Problem requirements>
According to the piece on Pakistan's business confidence, what happened to policy rates in the March monetary policy announcement?

Passage given>
* START *
Confidence, Misplaced?
The State Bank of Pakistan appears to be in good spirits. In the previous monetary policy announcement back in March, policy rates were held steady, and the Business Confidence Index (BCI) had seen a 3 percentage point jump from the earlier reading. Fast forward to May, and the latest survey tells a more sobering tale: the BCI is now down 120 basis points from the last survey, and up by a mere 0.3 percentage points since March — hardly the kind of trend you'd cite to build a case for improved sentiment.
Clearly, all eggs seem to have been placed in the national headline inflation basket — and to be fair, there are valid reasons for doing so. But there's a difference between leaning on data and bending it to fit a preferred narrative. Truth be told, the latest Business Confidence Survey spells more warning signs than green shoots, and it's a stretch to list it among the 'key developments' influencing monetary policy direction.
* END *
Available data>
* START *
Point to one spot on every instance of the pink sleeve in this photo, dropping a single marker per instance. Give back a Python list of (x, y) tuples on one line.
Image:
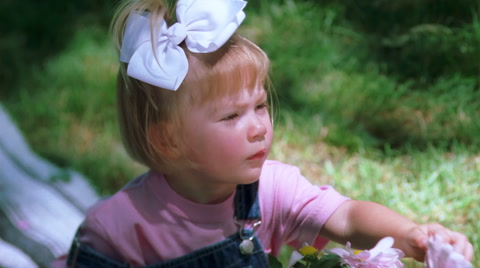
[(296, 209)]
* END *
Final answer>
They were held steady.